Assignment — Extend the news report below on Storm Ciaran's floods in Tuscany, beginning right after its final sentence.

Excerpted text —
****************

Record-breaking rain has produced floods in a vast stretch of Italy’s Tuscany region as Storm Ciaran pushed into the country, trapping residents in their homes, inundating hospitals and overturning cars.
At least six people in Italy and one person in Albania were killed on Friday, taking the storm’s death toll to 14 across Europe this week.
Throughout the day, the storm brought more death and destruction as it moved eastwards across the continent.
In Albania, police said a motorist died when he lost control of his car, which slid and hit barriers. Many roads in the country were flooded, including in the capital Tirana.
Huge waves pounded the Adriatic shores of the Balkans, and strong winds uprooted trees and ripped off roofs. Ferries connecting Croatia’s islands with the coastline were halted.
Italian Civil Protection authorities said nearly 8in of rain fell in a three-hour period, from the coastal city of Livorno to the inland valley of Mugello, and caused riverbanks to overflow.
Video showed at least a dozen cars being swept away down a flooded road.
Tuscany governor Eugenio Giani said six people had died there in the storm, which dumped an amount of rainfall not recorded in the past 100 years.
“There was a wave of water bombs without precedence,” he told Italian news channel Sky TG24.
“If the conditions are different than 20 years ago, it is obvious to everyone,” Nello Musumeci, the government’s minister for civil protection, told Sky TG24, noting that weather systems in Italy have become more tropical.
The dead in Tuscany included an 85-year-old man found in the flooded ground floor of his home near the city of Prato, north of Florence, and an 84-woman who died while trying to remove water from her home in the same area, according to Italian news agency Ansa.
The other victims were a couple who had been missing near the town of Vinci and a person in Livorno province. Italian newspaper Corriere della Sera said on Friday evening that the wife of the man whose body was found earlier in the town near Prato also died.

****************

Information —

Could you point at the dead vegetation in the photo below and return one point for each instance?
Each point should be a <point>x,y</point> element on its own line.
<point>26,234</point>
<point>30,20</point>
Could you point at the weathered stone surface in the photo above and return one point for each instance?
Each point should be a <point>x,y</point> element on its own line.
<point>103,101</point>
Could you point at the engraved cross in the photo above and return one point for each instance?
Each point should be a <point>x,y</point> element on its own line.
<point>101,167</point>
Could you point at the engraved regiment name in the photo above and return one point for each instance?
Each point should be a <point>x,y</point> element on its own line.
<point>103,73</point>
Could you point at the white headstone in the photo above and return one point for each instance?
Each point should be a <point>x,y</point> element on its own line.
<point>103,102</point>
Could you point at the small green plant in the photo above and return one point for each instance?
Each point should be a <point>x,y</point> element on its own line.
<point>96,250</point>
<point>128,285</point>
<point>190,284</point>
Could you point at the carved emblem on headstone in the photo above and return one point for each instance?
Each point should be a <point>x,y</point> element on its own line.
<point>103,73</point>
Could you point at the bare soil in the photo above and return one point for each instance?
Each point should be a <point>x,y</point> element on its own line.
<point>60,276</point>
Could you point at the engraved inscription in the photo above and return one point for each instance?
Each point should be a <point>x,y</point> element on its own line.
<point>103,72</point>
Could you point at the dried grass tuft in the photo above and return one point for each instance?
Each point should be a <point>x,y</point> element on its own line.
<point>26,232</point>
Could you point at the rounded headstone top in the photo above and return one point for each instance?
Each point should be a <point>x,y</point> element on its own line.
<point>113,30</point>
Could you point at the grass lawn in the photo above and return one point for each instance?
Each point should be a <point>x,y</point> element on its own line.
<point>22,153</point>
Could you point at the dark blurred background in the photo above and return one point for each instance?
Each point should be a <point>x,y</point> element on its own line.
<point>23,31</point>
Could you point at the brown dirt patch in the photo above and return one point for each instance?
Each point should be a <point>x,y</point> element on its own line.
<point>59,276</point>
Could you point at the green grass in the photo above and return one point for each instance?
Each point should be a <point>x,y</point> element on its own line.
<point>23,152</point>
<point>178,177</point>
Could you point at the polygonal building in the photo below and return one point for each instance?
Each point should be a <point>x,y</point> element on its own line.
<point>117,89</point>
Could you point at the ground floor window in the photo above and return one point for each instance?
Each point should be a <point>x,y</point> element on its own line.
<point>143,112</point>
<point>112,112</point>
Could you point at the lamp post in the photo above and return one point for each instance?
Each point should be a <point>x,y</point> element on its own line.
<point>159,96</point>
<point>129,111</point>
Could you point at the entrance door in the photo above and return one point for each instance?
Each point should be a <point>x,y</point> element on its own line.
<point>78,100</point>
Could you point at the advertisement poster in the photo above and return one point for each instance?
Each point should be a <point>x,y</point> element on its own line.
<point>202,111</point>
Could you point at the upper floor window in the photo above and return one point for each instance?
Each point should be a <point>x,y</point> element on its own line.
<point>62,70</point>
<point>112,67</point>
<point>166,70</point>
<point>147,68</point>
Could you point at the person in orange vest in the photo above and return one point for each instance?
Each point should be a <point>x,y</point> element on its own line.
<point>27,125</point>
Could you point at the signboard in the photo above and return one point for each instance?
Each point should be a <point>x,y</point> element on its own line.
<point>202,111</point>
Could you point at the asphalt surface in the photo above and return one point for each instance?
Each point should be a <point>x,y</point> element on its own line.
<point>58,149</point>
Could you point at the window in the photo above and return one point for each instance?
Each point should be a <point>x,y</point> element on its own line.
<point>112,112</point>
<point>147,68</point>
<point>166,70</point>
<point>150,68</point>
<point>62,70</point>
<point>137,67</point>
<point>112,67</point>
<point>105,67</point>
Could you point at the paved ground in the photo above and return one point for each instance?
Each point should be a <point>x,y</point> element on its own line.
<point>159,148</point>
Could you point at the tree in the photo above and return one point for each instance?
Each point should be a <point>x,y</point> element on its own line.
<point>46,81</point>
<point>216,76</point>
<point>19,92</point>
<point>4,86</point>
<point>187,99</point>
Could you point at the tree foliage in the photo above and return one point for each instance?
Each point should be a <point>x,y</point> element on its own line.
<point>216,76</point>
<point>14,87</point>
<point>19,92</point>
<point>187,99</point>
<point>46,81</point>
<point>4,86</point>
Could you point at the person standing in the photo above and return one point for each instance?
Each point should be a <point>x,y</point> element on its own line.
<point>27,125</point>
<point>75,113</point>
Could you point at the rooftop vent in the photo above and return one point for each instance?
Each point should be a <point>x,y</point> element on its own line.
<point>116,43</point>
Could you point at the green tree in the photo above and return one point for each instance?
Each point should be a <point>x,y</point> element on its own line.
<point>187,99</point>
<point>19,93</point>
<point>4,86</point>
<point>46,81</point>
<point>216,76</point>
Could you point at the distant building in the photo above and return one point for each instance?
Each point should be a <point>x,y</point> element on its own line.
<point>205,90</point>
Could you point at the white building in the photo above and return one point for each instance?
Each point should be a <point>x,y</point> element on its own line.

****************

Your response —
At least two people are missing in Tuscany, along with an off-duty firefighter reported missing in the mountains of Veneto, north of Venice. Other regions were on high alert and authorities warned that the storm was heading towards southern Italy.
At least 48,000 utility customers were without electricity, transport and infrastructure minister Matteo Salvini said. High-speed train service between Florence and Milan were affected as well as smaller rail lines in Tuscany.
Ciaran left at least seven people dead as it swept across Spain, France, Belgium, the Netherlands and Germany on Thursday. The storm devastated homes, caused travel mayhem and cut power to a vast number of people.
As the storm pushed through Italy, it flooded at least four hospitals, including in Pisa and Mugello. Throughout Tuscany, train lines and highways were disrupted and schools were closed.
Hundreds of people were unable to get home, including about 150 stranded in Prato after a train line was suspended on Thursday night. Around 40,000 people were without electricity on Friday.
“A blow to the stomach, a pain that brings tears. But even after an evening and night of devastation, we are pulling up our sleeves to clean and bring our city back to normality,” Prato mayor Matteo Biffoni posted on social media.
In Austria’s southern Carinthia province, which borders Italy and Slovenia, wind and heavy rain on Thursday night led to landslides, blocked roads and power cuts. About 1,600 households were without electricity early on Friday, the Austria Press Agency reported.
The storm receded in northern France and the Atlantic coast on Friday, but heavy rains continued in some regions as emergency workers cleared away debris from the day before.
Meanwhile, Corsica in the Mediterranean faced unusually fierce winds on Friday — up to 87mph — and regions in the Pyrenees in the south west were under flood warnings.
More than half a million French households remained without electricity for a second day, mainly in the western region of Brittany. Trains were halted in several areas and many roads remained closed.
French President Emmanuel Macron travelled on Friday to storm-ravaged areas of Brittany, and Prime Minister Elisabeth Borne was traveling to hard-hit areas of Normandy.